[TASK DIRECTIONS] Could you copy, exactly as written, every line from the first line of the records through the one containing "find the ruffled"?

[RECORDS]

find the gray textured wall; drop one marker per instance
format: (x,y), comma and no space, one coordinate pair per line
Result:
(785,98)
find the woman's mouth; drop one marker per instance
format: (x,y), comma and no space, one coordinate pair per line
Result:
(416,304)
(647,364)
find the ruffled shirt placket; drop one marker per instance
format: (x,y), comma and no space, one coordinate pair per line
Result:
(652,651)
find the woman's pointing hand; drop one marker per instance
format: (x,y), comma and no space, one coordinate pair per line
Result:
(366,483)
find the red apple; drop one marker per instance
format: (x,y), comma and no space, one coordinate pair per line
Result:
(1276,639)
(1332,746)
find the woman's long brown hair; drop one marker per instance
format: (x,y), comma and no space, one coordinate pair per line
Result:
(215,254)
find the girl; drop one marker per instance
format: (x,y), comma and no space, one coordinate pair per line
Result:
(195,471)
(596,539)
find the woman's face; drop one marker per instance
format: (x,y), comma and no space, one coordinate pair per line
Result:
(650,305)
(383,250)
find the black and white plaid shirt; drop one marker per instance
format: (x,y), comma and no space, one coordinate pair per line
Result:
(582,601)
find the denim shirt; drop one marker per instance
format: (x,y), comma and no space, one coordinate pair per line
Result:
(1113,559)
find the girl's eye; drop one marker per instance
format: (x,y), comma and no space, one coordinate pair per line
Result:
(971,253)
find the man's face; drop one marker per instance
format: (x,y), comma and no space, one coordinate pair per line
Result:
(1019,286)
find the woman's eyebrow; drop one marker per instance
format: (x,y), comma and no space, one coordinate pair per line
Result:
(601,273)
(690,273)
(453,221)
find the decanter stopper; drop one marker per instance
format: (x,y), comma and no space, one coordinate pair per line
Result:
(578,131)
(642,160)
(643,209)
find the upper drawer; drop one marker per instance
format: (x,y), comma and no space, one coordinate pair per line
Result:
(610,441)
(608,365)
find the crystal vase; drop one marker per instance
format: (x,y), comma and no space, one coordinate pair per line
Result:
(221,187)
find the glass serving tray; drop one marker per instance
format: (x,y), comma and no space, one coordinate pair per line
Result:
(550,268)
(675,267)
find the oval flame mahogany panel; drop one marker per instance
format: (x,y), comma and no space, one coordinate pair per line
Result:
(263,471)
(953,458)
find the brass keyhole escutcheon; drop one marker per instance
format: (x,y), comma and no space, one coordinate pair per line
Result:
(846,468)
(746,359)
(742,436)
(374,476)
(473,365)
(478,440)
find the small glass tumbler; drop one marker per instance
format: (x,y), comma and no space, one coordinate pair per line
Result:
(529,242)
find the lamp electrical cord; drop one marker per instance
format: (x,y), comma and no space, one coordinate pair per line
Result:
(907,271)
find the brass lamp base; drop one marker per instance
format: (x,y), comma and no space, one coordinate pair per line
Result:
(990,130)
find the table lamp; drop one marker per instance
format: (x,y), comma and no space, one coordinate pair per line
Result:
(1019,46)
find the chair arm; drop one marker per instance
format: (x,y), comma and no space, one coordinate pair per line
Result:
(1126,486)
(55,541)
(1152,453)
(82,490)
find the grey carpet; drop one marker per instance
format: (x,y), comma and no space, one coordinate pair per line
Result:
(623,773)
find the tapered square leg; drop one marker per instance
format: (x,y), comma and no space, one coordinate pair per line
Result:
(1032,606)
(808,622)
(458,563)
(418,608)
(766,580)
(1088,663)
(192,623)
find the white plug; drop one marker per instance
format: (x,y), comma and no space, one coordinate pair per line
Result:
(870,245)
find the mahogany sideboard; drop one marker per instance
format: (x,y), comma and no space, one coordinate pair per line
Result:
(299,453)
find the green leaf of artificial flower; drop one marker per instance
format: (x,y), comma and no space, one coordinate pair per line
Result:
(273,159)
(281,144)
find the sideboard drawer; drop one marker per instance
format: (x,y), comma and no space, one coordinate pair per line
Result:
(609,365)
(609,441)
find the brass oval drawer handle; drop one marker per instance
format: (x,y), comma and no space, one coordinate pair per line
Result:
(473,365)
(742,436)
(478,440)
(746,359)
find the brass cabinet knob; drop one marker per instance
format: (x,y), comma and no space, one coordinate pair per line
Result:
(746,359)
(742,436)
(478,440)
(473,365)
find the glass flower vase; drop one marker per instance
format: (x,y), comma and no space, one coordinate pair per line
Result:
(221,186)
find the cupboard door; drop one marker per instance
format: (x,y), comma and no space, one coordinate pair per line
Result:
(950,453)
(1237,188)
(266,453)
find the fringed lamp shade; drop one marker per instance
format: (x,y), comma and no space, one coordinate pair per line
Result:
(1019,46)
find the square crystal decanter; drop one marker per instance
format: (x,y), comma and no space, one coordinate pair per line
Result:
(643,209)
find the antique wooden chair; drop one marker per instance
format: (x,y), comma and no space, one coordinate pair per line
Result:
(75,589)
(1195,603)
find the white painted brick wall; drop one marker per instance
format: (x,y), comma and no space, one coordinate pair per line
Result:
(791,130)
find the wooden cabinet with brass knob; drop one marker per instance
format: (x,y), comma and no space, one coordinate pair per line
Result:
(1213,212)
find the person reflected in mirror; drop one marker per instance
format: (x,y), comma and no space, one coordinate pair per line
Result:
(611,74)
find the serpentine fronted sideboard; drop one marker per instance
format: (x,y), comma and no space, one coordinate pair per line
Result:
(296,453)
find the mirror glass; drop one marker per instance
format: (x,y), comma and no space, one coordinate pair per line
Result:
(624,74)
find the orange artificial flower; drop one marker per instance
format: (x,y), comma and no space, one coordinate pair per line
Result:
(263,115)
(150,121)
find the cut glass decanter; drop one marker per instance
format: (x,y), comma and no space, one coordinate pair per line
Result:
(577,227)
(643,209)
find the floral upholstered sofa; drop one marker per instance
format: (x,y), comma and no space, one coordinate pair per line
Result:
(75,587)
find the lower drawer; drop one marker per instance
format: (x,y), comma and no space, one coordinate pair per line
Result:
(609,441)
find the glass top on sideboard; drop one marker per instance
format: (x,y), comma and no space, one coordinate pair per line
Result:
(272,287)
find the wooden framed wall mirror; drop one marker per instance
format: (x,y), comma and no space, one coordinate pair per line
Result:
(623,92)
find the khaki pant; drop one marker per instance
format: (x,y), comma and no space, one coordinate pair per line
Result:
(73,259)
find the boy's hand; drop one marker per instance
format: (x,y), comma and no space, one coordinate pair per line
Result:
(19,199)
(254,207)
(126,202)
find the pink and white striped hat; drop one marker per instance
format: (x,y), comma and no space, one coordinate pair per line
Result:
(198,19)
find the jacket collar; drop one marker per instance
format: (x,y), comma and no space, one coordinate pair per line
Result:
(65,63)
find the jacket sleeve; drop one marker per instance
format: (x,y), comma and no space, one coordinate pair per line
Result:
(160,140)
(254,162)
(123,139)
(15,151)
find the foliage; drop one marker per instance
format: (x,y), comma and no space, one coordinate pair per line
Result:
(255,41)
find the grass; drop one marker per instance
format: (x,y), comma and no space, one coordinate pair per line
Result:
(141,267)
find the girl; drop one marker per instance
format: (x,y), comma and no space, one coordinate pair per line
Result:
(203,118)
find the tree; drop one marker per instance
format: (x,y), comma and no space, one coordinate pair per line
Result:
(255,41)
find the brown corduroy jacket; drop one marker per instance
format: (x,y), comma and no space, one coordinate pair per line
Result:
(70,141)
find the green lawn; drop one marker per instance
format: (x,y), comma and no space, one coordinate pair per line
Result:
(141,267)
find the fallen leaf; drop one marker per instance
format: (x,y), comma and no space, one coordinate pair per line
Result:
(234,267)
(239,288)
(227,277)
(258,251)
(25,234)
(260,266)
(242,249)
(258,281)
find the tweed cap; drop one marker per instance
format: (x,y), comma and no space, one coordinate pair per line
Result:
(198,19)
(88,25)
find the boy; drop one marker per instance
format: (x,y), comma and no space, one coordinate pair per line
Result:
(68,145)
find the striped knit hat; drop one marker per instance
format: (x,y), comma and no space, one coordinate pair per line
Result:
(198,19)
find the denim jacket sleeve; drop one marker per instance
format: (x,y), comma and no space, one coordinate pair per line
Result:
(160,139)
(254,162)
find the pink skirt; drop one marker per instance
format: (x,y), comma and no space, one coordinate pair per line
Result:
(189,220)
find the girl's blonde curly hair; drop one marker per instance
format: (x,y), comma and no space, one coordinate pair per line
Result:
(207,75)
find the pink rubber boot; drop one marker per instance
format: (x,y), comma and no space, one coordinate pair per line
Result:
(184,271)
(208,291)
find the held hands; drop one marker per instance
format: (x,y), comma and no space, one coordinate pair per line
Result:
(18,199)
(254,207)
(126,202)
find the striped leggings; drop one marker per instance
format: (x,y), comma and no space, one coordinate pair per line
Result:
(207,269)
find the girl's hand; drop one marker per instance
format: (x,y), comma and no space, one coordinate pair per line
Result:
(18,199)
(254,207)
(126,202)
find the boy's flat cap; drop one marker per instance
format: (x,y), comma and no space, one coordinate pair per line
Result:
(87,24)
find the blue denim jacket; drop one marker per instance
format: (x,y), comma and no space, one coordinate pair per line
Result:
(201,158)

[TASK OUTPUT]
find the gray textured wall; drop one marker per instance
format: (x,y), comma and no space, one coordinate pair per line
Result:
(785,98)
find the woman's mouth; drop one marker per instance
format: (x,y), comma and no space, one coordinate pair per line
Result:
(416,304)
(647,364)
find the ruffled shirt placket; drop one marker per instance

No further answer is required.